-- START DATA EXCERPTS --
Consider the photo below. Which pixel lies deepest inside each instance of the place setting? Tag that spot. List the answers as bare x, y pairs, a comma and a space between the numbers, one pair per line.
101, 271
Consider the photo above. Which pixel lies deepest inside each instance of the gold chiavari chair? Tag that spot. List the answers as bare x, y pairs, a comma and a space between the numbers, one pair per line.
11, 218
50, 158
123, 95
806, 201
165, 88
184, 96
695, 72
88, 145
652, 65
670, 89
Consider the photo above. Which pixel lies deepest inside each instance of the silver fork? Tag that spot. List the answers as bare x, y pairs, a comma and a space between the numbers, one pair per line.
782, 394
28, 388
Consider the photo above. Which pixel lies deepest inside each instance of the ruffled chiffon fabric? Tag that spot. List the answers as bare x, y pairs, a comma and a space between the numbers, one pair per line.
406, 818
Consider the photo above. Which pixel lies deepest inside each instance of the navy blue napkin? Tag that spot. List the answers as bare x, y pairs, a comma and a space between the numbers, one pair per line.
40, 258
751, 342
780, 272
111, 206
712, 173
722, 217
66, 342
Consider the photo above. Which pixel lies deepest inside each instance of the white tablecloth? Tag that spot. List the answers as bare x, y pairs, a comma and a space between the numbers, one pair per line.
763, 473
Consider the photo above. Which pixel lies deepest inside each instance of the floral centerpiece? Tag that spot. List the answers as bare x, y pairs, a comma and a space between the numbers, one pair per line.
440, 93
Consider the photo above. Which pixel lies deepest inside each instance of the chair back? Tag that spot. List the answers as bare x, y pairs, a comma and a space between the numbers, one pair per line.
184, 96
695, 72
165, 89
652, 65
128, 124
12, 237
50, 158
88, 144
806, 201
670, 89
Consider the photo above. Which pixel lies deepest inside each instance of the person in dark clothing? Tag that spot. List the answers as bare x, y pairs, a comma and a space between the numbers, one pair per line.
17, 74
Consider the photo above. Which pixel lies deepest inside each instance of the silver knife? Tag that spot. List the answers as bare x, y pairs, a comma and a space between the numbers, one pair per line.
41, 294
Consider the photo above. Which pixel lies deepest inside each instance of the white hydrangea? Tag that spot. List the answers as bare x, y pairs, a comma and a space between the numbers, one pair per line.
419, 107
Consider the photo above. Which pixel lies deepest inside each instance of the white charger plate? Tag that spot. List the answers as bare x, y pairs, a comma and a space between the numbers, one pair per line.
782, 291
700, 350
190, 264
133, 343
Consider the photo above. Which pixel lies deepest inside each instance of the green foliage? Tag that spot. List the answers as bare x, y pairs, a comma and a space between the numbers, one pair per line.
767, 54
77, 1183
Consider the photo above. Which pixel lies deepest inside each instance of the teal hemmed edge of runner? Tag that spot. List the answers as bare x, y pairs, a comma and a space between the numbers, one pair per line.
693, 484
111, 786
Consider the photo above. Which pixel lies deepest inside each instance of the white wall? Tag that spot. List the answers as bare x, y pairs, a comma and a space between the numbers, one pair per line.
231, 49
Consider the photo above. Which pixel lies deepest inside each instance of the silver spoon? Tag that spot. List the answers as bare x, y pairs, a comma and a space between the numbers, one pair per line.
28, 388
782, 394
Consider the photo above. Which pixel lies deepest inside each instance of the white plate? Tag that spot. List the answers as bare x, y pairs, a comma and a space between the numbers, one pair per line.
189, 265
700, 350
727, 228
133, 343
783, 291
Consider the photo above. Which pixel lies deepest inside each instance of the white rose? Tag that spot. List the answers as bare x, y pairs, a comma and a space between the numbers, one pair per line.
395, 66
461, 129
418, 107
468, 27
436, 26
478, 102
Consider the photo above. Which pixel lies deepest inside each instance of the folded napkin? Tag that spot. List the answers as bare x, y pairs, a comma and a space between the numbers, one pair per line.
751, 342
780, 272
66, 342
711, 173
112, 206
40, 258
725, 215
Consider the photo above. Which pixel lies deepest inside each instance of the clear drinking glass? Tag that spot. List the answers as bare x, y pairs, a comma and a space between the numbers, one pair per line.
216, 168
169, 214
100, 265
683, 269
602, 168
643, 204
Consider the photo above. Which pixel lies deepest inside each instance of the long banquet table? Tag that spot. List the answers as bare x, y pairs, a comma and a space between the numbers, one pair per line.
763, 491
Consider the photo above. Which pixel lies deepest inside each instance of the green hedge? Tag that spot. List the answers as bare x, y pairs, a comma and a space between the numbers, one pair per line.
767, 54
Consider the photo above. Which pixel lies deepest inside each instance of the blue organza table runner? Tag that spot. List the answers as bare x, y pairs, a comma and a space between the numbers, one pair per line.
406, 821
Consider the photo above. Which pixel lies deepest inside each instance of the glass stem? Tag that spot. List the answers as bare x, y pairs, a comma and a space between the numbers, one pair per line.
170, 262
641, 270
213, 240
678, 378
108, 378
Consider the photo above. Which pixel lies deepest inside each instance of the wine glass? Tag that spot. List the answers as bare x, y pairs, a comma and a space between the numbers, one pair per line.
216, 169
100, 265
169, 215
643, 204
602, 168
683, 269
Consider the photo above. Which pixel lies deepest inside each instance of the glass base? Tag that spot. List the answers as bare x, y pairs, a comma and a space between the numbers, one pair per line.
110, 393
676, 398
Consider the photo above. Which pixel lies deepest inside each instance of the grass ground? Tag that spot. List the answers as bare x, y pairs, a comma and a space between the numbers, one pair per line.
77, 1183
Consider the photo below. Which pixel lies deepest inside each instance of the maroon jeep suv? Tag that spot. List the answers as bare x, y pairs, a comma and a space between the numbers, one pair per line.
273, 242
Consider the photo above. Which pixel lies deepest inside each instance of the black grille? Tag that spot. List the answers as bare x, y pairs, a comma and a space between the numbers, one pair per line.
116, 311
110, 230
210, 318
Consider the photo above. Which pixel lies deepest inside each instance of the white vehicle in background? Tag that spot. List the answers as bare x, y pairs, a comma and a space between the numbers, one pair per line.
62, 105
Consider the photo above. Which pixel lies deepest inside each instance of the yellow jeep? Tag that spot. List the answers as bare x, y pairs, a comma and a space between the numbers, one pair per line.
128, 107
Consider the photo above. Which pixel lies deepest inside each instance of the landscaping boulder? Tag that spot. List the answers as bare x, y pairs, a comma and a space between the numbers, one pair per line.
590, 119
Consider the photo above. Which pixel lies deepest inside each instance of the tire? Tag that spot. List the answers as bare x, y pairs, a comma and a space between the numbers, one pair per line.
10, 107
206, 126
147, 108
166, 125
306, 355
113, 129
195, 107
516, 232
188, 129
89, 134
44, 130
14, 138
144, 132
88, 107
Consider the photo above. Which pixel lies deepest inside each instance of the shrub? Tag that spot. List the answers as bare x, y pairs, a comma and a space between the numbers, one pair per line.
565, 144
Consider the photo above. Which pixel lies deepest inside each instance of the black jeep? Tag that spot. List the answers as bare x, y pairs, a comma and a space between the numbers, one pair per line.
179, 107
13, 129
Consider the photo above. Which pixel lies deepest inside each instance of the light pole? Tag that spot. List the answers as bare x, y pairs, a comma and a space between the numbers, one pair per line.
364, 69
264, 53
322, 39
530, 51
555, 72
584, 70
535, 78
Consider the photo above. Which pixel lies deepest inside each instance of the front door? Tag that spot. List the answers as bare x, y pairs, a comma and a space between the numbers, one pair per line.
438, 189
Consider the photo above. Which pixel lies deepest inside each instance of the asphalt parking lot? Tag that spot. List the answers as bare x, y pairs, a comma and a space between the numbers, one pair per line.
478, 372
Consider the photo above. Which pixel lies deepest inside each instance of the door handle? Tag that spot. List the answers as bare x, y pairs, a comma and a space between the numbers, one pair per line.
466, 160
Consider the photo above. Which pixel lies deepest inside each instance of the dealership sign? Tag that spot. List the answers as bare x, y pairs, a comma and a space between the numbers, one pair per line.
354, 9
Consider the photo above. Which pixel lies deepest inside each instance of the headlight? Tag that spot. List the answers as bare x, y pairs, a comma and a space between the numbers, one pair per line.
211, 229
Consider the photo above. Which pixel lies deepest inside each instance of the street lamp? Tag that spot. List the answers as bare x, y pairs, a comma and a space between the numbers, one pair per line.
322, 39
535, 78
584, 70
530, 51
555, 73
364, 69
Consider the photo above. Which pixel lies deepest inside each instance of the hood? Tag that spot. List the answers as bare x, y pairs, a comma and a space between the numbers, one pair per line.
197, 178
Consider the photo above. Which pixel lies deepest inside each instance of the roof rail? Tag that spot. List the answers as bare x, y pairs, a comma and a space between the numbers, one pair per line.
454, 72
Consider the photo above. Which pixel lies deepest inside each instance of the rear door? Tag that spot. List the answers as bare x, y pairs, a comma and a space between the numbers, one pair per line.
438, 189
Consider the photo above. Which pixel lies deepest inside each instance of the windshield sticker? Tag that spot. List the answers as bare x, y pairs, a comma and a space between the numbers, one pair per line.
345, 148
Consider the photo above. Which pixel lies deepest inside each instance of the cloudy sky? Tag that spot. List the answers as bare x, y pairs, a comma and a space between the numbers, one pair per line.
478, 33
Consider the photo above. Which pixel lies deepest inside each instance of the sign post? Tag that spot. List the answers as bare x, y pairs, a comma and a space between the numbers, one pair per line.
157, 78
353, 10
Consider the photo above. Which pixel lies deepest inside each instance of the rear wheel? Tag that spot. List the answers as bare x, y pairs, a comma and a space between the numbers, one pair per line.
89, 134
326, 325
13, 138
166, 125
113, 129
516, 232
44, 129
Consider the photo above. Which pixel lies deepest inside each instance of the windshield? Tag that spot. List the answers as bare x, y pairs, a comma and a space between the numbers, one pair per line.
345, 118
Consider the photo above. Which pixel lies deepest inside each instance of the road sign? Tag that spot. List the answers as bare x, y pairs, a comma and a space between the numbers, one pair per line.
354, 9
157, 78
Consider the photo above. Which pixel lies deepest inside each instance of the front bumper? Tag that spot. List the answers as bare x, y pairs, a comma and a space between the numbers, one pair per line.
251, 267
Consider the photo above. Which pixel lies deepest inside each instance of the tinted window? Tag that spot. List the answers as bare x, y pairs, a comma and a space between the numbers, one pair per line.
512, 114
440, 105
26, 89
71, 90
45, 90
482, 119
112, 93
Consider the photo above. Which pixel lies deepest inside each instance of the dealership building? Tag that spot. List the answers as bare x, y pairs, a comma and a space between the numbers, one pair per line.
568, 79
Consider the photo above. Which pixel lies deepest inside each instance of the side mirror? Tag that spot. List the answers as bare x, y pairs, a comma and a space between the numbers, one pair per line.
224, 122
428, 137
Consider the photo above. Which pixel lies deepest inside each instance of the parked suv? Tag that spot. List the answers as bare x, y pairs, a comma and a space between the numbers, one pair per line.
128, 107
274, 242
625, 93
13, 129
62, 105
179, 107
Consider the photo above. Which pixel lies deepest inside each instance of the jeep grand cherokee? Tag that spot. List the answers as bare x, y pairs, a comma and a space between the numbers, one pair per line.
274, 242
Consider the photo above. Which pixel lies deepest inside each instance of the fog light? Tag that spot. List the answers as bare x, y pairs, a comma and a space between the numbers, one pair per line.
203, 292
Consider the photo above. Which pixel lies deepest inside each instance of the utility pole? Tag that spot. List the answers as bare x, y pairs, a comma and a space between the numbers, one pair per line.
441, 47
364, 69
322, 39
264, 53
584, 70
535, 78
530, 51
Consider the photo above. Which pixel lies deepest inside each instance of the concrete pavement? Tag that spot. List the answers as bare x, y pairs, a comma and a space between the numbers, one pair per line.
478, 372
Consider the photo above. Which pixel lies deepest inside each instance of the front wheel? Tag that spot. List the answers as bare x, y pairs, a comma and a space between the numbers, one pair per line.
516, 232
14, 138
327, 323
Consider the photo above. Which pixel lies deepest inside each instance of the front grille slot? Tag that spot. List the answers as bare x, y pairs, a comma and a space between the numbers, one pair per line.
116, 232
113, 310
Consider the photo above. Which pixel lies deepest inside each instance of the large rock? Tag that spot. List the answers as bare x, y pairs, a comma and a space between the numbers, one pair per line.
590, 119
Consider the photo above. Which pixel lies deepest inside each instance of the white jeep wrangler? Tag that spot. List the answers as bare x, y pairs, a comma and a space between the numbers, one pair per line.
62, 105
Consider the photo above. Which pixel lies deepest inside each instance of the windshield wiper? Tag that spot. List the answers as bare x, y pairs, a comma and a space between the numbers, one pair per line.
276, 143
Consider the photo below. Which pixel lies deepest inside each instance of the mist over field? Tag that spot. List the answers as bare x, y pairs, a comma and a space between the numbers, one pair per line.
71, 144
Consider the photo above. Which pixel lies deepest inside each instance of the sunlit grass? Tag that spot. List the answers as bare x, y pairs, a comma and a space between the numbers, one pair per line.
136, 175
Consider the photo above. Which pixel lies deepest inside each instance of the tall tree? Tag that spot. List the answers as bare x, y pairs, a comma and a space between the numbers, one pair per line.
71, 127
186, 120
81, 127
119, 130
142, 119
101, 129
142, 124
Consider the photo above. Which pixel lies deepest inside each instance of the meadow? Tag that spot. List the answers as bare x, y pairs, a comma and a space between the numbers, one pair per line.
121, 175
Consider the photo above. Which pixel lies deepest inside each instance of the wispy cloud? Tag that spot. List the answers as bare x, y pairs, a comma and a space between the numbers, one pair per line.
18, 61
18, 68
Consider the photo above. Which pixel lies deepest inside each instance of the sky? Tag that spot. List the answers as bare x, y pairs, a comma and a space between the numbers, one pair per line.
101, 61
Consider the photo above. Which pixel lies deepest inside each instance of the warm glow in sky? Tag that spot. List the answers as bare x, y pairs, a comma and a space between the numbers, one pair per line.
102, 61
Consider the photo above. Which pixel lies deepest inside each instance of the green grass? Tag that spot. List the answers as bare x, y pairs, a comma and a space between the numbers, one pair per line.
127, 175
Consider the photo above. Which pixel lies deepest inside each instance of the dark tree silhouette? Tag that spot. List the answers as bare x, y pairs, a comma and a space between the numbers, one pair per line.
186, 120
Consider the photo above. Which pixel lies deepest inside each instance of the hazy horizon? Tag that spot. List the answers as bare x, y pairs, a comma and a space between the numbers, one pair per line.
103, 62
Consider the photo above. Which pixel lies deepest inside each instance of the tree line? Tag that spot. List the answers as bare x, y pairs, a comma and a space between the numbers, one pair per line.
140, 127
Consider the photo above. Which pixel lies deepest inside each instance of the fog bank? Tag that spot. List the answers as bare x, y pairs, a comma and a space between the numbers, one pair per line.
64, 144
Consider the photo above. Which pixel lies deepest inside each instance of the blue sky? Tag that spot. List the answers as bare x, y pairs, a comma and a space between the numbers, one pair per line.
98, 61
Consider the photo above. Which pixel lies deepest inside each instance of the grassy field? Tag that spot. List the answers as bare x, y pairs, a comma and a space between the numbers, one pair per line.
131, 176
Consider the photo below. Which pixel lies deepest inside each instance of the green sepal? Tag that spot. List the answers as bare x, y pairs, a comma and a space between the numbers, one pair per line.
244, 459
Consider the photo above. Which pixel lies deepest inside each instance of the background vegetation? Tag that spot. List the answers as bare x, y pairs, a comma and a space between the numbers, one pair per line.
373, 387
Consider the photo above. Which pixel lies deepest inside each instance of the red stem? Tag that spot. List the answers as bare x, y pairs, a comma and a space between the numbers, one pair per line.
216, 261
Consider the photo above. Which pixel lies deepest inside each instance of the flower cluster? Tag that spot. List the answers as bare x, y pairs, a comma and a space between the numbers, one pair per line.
-- END DATA EXCERPTS --
▶ **SET EXERCISE**:
Retype the records exactly, beginning with the line that contains "the green grass?" and continuing through the last line of the records.

▶ **RESULT OF THE TASK**:
Consider the photo above. Which pixel lies deepest inside each instance of the green grass? Tag that spot. List the answers as bare x, y pairs, a comma and a space between the numbers, one pair per line.
127, 175
Consider the photo above. Which pixel lies deepest inside each instance of the dark tree silhouette? Tag that spot. List the answers as bare x, y pairs, a comma and a space between the numbers, one pair per line.
186, 120
Consider the photo above. Which pixel lies deepest inside each instance of the hazy horizon? Tag that spot. List the answers as bare x, y pairs, a comma and a space between the numbers, one pair per line.
103, 62
Consider the photo above. Which pixel lies deepest inside each instance of the tree line? Tag that spot. List the answers as bare x, y pairs, a comma and a space between the numbers, one pair per line.
140, 127
Consider the photo above. Which pixel lies deepest inside each instance of the fog bank? Tag that spot. List the answers as bare x, y pairs, a comma and a space between the numbers, one pair per line.
64, 144
Consider the photo above. Which pixel lies deepest inside each instance of the blue sky? Tag that spot. List the answers as bare x, y pairs, a comma and a space between the numbers, one pair per line.
98, 61
Consider the photo above. Which pixel lies deepest inside each instance of the grassy field? Tag that spot. List the answers as bare x, y pairs, a comma and a space between the numbers, one pair per line.
131, 176
Consider the photo below. Which pixel lies deepest inside each instance of the green sepal? Tag that spot. List the answers as bare x, y pairs, a comma and a space between the numbers, one pair per line.
244, 459
Consider the photo above. Which pixel lies deepest inside each instance of the background vegetation? Tag that spot. List the answers as bare x, y pairs, a comma and a space between the numbers, one pair per line.
373, 387
Consider the photo above. Which pixel lies deepest inside each instance of the red stem? Tag that spot. List the answers as bare x, y pairs, a comma and a space between the numbers, one pair per line.
216, 261
Consider the photo above. Which pixel lies deepest inside each instance of the flower cluster? Tag that spot. List the answers as bare x, y pairs, a comma and a space between the numbers, one pair per line.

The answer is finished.